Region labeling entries
>> begin
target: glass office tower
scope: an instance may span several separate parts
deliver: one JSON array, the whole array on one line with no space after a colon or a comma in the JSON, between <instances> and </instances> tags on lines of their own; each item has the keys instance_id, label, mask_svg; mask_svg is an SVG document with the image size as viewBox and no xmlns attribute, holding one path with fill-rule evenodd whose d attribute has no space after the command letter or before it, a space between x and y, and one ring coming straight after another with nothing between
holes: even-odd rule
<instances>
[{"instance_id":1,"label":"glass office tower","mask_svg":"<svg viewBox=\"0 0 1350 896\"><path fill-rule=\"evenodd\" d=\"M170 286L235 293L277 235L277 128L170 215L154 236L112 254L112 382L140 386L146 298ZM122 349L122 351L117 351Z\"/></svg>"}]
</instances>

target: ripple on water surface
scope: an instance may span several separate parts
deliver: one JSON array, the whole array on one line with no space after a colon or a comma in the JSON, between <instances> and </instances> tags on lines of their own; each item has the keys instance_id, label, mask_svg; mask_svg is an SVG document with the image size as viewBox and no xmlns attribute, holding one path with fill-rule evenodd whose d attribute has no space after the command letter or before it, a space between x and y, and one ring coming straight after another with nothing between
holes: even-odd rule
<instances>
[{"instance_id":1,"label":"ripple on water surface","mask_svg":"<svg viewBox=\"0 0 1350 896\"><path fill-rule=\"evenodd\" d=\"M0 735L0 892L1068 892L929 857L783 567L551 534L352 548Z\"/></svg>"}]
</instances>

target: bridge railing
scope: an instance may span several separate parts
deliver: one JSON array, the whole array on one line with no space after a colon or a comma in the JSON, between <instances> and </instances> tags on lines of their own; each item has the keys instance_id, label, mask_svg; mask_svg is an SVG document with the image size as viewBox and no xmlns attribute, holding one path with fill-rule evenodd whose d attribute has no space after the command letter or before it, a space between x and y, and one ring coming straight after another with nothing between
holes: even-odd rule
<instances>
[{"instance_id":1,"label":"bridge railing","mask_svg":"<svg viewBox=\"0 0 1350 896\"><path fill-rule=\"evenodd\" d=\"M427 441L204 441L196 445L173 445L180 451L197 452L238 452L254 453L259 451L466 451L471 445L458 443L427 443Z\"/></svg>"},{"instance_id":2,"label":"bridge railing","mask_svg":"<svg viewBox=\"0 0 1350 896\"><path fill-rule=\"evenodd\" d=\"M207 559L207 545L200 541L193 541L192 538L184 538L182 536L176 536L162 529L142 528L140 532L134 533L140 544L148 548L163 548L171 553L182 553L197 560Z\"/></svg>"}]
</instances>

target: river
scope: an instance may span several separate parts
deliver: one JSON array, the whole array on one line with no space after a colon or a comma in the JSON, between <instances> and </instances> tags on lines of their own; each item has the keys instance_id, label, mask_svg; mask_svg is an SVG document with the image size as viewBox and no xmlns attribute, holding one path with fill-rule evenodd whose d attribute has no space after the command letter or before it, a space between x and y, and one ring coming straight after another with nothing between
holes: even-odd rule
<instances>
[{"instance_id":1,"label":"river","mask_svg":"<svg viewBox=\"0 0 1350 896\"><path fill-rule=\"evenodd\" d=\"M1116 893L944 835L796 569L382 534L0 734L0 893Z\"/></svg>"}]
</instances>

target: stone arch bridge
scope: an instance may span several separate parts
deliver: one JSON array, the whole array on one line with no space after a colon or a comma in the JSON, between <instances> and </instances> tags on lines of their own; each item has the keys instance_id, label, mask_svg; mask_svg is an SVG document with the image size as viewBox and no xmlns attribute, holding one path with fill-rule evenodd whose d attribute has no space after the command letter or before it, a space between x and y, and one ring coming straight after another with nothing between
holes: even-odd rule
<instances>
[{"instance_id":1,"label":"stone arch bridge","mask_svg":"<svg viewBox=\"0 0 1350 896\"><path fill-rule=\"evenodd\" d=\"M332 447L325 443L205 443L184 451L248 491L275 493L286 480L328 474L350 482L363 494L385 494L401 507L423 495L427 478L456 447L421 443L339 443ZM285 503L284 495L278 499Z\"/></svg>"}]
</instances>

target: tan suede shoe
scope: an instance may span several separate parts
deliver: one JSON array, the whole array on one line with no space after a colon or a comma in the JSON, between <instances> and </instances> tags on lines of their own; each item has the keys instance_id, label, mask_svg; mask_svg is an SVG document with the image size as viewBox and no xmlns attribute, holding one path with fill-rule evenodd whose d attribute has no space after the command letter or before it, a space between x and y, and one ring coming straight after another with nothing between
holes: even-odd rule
>> end
*INSTRUCTIONS TO FOLLOW*. Set down the lines from the one containing "target: stone arch bridge" through the end of the lines above, word for word.

*EXERCISE OUTPUT*.
target: stone arch bridge
scope: an instance may span several separate parts
deliver: one JSON array, the whole array on one line with no space after a colon or a comma in the JSON, between <instances> and </instances> tags on lines of their own; each item has the keys instance_id, label, mask_svg; mask_svg is an SVG document with the image size as viewBox and no xmlns attribute, holding one path with fill-rule evenodd whose d attribute has no space after the command letter or before it, a space between x and y, and one ring coming straight after another with nothing between
holes: even-odd rule
<instances>
[{"instance_id":1,"label":"stone arch bridge","mask_svg":"<svg viewBox=\"0 0 1350 896\"><path fill-rule=\"evenodd\" d=\"M332 447L325 443L205 443L184 451L248 491L275 493L286 480L328 474L350 482L363 494L385 494L401 507L423 495L427 478L456 447L421 443L339 443ZM285 503L284 495L278 499Z\"/></svg>"}]
</instances>

target: tan suede shoe
scope: an instance may span several separate parts
deliver: one JSON array, the whole array on one line with no space after a colon or a comma in the JSON, between <instances> and </instances> tags on lines of their own; each item has the keys instance_id, label, mask_svg; mask_svg is an SVG document with the image size as viewBox and no xmlns attribute, holding one path with fill-rule evenodd whose d attribute has no space after the command letter or before it, a space between x and y, and one ring coming straight after another with nothing between
holes: even-odd rule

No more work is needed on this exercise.